Saved entries
━━━
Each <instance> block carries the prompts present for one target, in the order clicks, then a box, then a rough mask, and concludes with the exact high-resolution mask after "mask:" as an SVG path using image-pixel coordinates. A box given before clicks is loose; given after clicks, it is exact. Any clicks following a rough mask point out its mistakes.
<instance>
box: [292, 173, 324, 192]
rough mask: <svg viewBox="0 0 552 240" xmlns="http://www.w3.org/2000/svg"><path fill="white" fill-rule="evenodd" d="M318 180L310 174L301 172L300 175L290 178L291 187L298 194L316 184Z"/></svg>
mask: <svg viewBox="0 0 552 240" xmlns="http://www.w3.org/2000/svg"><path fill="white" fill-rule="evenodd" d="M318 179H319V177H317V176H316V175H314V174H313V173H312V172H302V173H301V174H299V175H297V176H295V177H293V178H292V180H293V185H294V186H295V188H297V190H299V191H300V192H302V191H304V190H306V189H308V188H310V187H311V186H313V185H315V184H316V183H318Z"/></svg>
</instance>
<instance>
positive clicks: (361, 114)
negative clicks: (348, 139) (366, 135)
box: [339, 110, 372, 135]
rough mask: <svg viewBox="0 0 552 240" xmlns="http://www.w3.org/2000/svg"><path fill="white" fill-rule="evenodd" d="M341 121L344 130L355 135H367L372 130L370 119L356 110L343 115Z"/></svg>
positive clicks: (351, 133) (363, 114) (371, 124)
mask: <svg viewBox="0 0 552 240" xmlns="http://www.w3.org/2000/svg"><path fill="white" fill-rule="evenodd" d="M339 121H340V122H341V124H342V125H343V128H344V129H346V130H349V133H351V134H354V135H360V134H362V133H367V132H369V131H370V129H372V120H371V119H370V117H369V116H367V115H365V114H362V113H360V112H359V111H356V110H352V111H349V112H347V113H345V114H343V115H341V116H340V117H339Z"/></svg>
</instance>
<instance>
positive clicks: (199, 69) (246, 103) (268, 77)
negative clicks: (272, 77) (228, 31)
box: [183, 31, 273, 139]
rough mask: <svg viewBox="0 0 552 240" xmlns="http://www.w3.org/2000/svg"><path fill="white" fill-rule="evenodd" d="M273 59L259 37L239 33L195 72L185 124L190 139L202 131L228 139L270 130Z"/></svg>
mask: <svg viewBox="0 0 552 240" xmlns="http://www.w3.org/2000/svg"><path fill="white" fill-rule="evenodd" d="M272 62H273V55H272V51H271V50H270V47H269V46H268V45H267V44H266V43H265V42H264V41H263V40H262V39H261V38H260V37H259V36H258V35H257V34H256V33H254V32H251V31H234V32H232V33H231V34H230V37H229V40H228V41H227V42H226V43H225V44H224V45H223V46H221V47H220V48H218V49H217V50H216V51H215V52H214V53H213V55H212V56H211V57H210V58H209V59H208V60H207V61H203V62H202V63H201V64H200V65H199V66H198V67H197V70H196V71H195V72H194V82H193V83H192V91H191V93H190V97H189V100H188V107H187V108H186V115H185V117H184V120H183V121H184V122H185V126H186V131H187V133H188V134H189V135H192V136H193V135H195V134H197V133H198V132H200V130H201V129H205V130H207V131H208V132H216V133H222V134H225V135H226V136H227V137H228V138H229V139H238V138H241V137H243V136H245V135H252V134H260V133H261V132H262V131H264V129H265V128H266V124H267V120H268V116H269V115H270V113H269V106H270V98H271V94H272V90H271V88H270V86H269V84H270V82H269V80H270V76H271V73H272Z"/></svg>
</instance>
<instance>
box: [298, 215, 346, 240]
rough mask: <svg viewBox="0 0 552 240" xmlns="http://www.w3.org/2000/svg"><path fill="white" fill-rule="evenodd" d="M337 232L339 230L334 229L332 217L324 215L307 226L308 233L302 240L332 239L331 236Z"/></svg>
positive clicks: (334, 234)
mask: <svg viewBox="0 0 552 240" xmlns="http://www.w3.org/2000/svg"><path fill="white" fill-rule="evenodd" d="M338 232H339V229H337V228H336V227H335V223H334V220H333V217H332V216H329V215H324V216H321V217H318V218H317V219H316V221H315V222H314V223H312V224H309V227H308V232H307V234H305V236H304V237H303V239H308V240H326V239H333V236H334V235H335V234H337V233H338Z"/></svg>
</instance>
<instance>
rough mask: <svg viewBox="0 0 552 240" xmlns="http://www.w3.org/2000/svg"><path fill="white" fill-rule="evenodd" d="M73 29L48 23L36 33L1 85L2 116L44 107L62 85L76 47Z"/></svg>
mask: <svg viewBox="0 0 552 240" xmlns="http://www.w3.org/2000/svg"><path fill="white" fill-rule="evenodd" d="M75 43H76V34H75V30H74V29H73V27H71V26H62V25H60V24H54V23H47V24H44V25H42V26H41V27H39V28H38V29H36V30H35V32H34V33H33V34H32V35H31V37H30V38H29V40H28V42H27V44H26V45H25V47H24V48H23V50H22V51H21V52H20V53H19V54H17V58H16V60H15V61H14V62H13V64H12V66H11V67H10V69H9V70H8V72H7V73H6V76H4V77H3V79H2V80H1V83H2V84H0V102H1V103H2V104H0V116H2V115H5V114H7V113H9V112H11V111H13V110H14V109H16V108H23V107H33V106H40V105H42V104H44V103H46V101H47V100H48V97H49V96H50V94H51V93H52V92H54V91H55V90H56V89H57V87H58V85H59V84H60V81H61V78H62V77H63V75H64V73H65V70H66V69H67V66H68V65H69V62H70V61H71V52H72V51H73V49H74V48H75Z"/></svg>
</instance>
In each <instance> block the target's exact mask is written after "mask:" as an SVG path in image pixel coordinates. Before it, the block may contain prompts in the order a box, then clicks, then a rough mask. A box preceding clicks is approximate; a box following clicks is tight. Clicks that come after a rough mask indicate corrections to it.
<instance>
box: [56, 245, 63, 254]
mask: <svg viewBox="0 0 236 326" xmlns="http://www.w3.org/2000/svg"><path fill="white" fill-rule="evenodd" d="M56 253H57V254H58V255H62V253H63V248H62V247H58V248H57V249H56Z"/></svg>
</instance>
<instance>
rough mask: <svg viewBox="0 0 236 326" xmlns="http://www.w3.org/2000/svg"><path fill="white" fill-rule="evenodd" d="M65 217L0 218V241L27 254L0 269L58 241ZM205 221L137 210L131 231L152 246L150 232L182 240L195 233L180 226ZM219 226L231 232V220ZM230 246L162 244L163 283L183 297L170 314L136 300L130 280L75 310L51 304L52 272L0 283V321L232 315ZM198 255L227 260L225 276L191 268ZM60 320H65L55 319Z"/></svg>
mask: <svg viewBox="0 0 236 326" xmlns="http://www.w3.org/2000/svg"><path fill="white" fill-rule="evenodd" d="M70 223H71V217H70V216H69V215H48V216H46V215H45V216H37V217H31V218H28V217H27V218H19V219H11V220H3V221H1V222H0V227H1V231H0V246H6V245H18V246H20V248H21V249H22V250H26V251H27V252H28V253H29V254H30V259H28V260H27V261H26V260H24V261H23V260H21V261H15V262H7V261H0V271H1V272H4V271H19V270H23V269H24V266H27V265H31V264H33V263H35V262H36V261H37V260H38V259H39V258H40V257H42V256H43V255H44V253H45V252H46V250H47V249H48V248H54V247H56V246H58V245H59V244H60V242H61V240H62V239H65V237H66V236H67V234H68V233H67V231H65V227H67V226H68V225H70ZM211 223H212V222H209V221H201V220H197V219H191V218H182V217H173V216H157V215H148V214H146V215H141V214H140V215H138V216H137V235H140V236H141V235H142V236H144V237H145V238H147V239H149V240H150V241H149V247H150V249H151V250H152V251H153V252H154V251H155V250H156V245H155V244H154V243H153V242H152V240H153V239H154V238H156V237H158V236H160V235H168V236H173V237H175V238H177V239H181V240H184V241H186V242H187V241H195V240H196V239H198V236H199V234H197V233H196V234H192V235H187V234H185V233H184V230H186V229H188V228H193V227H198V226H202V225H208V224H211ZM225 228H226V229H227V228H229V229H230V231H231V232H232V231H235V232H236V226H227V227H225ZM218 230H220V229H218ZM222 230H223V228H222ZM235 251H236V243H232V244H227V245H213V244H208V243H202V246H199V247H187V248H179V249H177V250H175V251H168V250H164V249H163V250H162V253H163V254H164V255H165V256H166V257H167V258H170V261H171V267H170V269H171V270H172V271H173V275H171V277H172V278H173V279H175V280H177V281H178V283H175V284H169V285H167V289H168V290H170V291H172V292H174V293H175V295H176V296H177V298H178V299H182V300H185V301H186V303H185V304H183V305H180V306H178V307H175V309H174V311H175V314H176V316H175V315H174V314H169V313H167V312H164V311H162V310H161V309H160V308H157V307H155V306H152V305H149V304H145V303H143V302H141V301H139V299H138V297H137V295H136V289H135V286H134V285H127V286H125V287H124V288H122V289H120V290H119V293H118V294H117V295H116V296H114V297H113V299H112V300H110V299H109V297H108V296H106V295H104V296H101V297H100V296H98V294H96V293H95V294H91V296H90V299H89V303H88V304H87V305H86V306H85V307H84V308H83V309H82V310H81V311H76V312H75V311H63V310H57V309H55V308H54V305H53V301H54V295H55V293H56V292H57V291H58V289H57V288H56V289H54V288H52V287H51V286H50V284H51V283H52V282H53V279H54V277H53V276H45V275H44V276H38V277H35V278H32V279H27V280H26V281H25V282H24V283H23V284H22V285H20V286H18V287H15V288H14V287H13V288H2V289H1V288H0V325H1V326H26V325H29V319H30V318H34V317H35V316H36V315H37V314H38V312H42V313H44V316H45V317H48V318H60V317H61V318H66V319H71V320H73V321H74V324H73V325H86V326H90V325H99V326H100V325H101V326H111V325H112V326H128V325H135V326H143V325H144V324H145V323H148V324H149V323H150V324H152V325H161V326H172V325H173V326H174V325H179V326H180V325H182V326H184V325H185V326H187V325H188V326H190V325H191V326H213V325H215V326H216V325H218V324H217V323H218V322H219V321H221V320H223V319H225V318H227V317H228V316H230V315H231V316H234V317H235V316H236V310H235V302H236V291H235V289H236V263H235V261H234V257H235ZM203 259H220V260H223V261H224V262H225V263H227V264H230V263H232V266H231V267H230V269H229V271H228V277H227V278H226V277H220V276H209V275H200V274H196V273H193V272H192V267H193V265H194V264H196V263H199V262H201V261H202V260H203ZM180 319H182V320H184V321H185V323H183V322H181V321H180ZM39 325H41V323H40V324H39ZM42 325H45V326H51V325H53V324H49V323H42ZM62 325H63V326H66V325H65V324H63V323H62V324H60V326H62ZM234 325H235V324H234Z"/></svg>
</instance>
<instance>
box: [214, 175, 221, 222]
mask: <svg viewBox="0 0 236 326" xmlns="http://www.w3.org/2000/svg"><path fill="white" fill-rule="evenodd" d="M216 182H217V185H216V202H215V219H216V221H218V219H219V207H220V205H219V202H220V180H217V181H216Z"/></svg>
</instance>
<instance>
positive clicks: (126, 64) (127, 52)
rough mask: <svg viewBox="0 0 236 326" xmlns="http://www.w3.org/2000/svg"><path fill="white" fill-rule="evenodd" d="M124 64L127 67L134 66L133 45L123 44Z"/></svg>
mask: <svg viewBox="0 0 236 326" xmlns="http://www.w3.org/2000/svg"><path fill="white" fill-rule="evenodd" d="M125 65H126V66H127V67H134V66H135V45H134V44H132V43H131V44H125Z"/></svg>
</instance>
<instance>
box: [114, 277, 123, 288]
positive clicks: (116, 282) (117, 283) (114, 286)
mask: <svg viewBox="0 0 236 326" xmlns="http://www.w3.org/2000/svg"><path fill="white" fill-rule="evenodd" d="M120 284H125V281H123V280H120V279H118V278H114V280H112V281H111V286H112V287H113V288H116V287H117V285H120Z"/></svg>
━━━
» TASK DESCRIPTION:
Locate each line in the records above that contains the word "prompts", and copy those lines out in full.

» SOLVED PROBLEM:
Each <instance> block carries the prompts present for one target, in the order clicks, then a box, then a rough mask, and concludes with the exact high-resolution mask after "mask:" as an SVG path using image-pixel coordinates. A box given before clicks is loose; given after clicks, it is exact. Any clicks following a rough mask point out its mistakes.
In each <instance> block the target's exact mask is written after "mask:" as an SVG path in image pixel coordinates. Before it, the block may contain prompts in the order a box, then clicks, then a rough mask. A box preceding clicks is approximate; a box following clicks is tight. Clicks that come after a rough mask indicate corrections to it.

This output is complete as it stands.